CONSIGNE ÉCRITE A ::
Pour chaque affirmation ci-dessous, dites si elle concorde avec le texte fourni sur la peinture avec les enfants : répondez par oui ou par non et citez mot pour mot le passage du texte qui permet de trancher.
(i) Cinq pots de gouache sont utilisés, dont les trois couleurs primaires.
(ii) Les enfants peignent assis.
(iii) Les enfants se chargent de rincer les assiettes.

TEXTE FOURNI ::
J'essaie d'harmoniser les couleurs, une foncée, une claire, et de préférence "assorties"! Je les remélange toujours avec un peu d'une autre, un jaune éclairci avec du blanc, un bleu mélangé avec un goutte de blanc et de noir, un magenta dilué avec une pointe de jaune deviendra un beau rouge tomate… Les enfants adorent que je leur confie le pinceau pour mélanger. J'utilise uniquement des gouaches faciles à nettoyer, j'utilise 5 pots de bonne qualité (les 3 couleurs primaires + blanc et noir). À la fin, si l'enfant veut aider à ranger je lui confie des tâches précises à faire. Quant à rincer les assiettes, je préfère le faire moi-même, je conserve même souvent la peinture dans des godets fermés.

Je dispose d'un côté la peinture avec les pinceaux dans les assiettes (comme si on était à table!), un petit seau avec de l'eau pour rincer et des chiffons. Et d'un autre côté l'espace pour peindre. Je demande toujours aux enfants de peindre debout. Ainsi ils se déplacent de leur feuille à la table des peintures et reviennent à leur feuille, les enfants aiment bouger, et une fois lancés, leur déambulation devient comme une danse. Pour un ou deux enfants, on peut tout faire sur la même table. Si on peut accrocher les feuilles à la verticale c'est l'idéal, avec une grande planche un peu large posée contre un mur par exemple. J'accroche les feuilles par les angles avec du scotch de peintre (le jaune qu'on trouve dans les magasins de bricolage) et pour le papier, j'ai récupéré il y a déjà plusieurs années une fin de rouleau de papier dans une imprimerie. C'est génial. J'ai coupé des centaines de feuilles, et j'en ai encore!!! Sinon on peut peindre aussi sur des feuilles A4 ou A3 blanches toutes simples, et les assembler si le dessin a besoin de s'agrandir. J'ai remarqué que les enfants sont très à l'aise avec les pinceaux brosses. En magasin beaux-arts, on trouve des modèles de très bonne qualité, bon marché et qui tiennent plutôt bien l'usure. Enfin, j'organise le support de peinture de telle sorte que l'on puisse déborder de la feuille. Cela ne doit pas être un problème.

Je fixe et j'applique des règles assez strictes pour l'utilisation de la peinture, car demander de la concentration sur le geste permet de se détacher de sa peinture, et paradoxalement, de libérer ce geste.

Lignes d'un jeu de données ::

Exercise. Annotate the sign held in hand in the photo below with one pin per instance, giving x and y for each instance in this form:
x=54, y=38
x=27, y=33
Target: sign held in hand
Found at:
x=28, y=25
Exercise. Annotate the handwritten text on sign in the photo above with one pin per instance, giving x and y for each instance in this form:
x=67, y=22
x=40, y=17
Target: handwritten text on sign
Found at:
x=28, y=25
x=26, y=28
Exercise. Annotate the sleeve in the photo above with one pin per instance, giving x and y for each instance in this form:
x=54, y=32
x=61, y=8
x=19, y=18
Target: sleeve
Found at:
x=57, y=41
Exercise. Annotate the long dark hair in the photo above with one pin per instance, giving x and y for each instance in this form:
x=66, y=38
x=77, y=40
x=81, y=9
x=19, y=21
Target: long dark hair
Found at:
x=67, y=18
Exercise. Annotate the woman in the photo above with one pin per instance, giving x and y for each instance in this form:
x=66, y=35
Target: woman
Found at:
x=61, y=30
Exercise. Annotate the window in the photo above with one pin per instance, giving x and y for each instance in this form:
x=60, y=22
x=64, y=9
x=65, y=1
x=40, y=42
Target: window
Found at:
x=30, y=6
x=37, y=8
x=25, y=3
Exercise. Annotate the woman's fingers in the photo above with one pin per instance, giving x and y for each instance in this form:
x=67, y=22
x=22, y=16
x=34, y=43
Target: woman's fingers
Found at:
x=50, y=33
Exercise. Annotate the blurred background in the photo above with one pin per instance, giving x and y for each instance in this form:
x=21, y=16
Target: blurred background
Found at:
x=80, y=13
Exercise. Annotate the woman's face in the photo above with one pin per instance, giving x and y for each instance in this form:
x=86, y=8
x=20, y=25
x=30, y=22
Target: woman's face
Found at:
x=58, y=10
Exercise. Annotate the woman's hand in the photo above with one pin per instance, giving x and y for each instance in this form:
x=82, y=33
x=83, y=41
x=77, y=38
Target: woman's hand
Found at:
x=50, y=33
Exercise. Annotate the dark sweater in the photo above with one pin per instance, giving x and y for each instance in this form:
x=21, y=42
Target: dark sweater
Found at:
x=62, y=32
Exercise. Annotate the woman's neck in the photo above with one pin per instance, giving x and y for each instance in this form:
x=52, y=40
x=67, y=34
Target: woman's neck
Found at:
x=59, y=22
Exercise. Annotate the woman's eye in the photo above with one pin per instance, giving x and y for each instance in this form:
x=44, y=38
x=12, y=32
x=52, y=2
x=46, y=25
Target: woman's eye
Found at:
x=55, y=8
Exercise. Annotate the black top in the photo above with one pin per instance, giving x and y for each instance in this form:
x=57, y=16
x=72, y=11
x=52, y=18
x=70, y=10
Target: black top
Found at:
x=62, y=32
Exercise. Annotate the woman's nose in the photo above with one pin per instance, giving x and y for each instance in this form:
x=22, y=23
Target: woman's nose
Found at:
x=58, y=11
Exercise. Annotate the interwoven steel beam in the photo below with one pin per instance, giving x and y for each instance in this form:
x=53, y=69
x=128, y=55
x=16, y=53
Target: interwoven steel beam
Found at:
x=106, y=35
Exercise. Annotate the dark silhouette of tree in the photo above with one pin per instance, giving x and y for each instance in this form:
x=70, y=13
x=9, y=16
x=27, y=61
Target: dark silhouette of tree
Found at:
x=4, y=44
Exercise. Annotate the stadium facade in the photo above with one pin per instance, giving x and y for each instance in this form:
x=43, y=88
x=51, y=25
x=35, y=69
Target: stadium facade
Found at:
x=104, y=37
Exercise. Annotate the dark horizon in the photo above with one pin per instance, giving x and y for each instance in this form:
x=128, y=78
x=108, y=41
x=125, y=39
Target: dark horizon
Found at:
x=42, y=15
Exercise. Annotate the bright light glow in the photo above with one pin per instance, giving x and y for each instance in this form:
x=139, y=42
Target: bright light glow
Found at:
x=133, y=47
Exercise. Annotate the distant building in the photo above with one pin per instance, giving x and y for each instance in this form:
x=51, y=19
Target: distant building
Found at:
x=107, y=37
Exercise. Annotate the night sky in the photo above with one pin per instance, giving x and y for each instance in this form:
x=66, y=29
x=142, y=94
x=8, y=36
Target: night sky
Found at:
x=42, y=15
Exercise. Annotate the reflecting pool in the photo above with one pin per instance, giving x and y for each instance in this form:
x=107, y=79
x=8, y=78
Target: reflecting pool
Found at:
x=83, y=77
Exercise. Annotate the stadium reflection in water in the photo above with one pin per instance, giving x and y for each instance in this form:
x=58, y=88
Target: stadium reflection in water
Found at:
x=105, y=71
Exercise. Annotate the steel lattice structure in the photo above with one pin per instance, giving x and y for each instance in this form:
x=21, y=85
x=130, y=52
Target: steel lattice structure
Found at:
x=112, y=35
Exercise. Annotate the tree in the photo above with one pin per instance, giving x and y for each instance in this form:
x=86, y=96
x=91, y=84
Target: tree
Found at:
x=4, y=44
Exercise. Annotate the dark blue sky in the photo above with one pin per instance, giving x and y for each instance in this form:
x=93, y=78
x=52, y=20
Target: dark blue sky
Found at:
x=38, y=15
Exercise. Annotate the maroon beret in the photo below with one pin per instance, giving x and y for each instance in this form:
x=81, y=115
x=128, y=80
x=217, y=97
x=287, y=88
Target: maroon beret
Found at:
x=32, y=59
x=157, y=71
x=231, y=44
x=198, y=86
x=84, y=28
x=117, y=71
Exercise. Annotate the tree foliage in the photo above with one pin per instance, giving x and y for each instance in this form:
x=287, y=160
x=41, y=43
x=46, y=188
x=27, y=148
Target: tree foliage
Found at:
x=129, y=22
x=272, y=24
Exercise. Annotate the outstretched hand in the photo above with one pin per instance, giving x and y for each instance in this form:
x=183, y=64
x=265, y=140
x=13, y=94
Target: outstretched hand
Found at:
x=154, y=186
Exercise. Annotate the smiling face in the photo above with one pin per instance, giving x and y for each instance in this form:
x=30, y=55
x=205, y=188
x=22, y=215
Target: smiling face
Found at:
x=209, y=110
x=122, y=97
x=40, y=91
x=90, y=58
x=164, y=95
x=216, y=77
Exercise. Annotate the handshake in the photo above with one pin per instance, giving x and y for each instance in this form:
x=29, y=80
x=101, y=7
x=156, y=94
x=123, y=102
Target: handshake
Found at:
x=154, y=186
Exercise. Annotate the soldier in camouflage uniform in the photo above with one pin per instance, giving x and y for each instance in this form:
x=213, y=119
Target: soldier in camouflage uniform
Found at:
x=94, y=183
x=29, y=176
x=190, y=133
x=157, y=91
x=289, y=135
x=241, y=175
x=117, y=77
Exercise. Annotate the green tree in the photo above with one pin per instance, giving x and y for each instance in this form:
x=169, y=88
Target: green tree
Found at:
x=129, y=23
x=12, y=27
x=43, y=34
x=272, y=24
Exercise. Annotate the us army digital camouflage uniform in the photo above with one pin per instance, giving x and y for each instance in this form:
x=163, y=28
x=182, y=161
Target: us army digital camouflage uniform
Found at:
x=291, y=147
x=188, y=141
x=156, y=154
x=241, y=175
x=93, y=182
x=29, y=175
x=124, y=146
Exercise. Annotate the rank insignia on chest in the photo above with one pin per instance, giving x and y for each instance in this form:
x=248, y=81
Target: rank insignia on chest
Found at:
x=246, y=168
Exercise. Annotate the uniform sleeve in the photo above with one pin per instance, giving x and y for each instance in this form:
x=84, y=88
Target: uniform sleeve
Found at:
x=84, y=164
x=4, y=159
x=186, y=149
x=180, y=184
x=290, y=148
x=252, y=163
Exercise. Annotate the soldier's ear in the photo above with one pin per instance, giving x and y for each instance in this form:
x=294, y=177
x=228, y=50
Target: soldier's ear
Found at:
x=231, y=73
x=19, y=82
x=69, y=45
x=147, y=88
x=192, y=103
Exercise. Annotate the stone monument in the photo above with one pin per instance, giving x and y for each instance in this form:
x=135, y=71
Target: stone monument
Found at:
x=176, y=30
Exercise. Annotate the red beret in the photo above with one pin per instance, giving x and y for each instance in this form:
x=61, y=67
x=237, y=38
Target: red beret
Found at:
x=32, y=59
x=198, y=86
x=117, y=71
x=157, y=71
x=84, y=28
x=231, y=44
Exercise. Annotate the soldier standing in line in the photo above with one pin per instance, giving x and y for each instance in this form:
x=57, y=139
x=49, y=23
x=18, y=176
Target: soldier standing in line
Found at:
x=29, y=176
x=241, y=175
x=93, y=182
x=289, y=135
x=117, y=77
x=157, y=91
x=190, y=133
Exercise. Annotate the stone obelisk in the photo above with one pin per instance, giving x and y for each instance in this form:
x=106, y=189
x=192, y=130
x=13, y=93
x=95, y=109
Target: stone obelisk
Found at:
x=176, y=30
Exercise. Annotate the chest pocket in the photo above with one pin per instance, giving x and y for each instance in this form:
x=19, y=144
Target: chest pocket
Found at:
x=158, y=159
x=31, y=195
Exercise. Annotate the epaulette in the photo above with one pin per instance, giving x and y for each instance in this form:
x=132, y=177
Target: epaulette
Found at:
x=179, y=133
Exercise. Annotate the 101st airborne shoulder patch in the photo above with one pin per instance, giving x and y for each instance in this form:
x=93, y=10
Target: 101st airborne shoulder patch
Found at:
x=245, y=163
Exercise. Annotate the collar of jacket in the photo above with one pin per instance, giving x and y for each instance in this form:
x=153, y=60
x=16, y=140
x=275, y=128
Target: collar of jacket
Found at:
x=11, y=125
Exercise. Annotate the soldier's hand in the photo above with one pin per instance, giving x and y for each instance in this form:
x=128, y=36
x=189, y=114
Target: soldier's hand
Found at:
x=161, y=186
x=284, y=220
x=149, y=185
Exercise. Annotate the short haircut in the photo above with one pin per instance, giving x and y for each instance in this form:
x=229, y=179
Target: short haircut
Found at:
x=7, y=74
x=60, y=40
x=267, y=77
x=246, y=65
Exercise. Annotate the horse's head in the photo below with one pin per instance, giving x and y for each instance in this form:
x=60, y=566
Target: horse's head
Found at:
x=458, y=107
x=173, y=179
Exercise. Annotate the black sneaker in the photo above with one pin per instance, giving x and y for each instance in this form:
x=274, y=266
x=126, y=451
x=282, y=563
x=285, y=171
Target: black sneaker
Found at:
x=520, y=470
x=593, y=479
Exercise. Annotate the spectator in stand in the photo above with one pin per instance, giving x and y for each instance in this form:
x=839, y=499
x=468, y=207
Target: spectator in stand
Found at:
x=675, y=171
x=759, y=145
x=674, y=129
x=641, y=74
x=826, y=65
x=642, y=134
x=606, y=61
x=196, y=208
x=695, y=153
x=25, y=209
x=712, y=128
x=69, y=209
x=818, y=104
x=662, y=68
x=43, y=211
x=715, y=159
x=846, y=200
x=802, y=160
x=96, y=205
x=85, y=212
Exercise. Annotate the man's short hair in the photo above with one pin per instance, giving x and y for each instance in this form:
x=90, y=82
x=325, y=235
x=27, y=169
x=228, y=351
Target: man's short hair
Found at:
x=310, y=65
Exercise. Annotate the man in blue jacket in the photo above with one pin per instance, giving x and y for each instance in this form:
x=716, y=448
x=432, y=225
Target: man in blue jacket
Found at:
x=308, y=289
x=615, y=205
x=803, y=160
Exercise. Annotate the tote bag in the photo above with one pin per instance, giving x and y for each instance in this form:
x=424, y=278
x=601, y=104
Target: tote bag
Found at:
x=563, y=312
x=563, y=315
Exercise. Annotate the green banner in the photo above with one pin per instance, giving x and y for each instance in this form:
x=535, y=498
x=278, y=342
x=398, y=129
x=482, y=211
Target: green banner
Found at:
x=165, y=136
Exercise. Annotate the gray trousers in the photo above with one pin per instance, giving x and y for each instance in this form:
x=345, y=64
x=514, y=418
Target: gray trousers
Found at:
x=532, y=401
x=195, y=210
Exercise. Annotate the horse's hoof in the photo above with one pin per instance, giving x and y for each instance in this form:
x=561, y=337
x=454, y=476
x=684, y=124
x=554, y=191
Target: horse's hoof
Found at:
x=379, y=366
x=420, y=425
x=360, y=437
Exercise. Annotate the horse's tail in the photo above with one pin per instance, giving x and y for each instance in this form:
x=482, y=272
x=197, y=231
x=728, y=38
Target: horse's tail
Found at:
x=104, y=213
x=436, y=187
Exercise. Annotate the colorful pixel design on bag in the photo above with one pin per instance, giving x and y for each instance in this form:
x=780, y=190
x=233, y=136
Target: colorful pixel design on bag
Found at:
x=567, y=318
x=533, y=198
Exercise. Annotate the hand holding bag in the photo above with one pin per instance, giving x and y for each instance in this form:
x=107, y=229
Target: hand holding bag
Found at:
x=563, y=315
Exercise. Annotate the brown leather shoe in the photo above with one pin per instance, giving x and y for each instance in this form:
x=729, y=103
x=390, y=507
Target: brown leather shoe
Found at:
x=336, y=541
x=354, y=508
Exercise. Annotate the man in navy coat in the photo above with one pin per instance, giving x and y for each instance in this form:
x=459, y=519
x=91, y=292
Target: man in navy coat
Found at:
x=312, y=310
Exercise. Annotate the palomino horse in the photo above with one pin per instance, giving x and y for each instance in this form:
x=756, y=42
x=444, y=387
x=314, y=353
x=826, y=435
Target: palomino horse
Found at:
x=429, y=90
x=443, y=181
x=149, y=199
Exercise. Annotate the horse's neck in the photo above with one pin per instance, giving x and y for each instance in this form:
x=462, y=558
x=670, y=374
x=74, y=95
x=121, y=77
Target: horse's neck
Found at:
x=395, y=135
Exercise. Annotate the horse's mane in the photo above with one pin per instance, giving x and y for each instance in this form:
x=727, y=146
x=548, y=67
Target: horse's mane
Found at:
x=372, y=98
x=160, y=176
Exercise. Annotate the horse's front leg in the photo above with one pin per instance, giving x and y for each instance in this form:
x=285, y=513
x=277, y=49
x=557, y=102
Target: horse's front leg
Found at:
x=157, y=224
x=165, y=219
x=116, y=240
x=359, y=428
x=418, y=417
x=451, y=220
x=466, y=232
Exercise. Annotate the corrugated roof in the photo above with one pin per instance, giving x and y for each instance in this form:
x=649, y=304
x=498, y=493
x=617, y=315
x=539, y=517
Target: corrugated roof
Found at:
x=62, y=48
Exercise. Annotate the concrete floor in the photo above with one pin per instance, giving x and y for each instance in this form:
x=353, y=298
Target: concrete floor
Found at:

CONSIGNE ÉCRITE B :: Indiquez combien de lignes du jeu de données contiennent la chaîne "pocket", en tenant compte de la casse, et donnez uniquement ce nombre.

RÉPONSE A ::
(i) Oui : « j'utilise 5 pots de bonne qualité (les 3 couleurs primaires + blanc et noir) ».
(ii) Non : « Je demande toujours aux enfants de peindre debout. »
(iii) Non : « Quant à rincer les assiettes, je préfère le faire moi-même ».

RÉPONSE B :: 2